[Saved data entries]
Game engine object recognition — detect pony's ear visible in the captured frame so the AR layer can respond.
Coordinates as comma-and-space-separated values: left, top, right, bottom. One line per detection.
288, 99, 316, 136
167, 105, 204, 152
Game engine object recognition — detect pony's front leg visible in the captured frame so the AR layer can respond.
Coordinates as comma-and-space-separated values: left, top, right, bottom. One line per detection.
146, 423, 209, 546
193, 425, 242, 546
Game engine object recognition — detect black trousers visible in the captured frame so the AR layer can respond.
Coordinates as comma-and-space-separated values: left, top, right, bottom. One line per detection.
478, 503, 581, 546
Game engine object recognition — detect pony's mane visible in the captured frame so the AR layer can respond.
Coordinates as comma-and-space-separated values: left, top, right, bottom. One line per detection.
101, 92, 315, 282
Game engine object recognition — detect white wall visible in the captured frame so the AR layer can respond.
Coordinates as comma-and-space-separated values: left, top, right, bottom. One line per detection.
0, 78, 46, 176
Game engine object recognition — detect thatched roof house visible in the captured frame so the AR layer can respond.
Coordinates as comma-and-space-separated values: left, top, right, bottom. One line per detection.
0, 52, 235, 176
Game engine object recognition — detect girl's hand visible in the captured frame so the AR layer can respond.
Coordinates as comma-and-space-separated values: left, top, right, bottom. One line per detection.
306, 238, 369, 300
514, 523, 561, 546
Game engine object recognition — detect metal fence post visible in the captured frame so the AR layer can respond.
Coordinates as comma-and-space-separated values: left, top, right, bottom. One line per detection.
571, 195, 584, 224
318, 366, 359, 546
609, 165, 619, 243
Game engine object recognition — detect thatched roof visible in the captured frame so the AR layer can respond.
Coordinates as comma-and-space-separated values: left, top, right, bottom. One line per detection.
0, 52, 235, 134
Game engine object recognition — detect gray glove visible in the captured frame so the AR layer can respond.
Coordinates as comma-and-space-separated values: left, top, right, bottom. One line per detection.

• _To do_: Render the lines of the material above as a numbered list, from the line containing "Game engine object recognition — detect thatched roof house" through the last line, leaving out any blank lines.

• _The solution_:
1. Game engine object recognition — detect thatched roof house visible in the captured frame so the AR layer can respond.
2. Coordinates as comma-and-space-separated values: left, top, right, bottom. One line per detection.
3. 0, 52, 235, 176
4. Game engine object recognition — detect girl's hand visible in the captured frame so the AR layer can respond.
5. Coordinates as comma-and-space-separated values: left, top, right, bottom. One line per detection.
6. 306, 238, 369, 300
7. 514, 523, 561, 546
8. Game engine object recognition — detect metal fence post visible in the captured frame so the AR layer can respond.
9. Coordinates as comma-and-space-separated values: left, top, right, bottom. One line per detection.
10. 571, 195, 584, 224
11. 318, 366, 359, 546
12. 609, 165, 619, 243
13. Game engine object recognition — detect thatched roof visible in the captured frame so the AR layer can respond.
14. Coordinates as comma-and-space-separated values: left, top, right, bottom. One line per detection.
15. 0, 52, 235, 134
16. Game engine object recognition — detect gray glove visible in the captured frame so the AR layer can respond.
17. Coordinates as comma-and-space-separated values: left, top, right, bottom. One line per detection.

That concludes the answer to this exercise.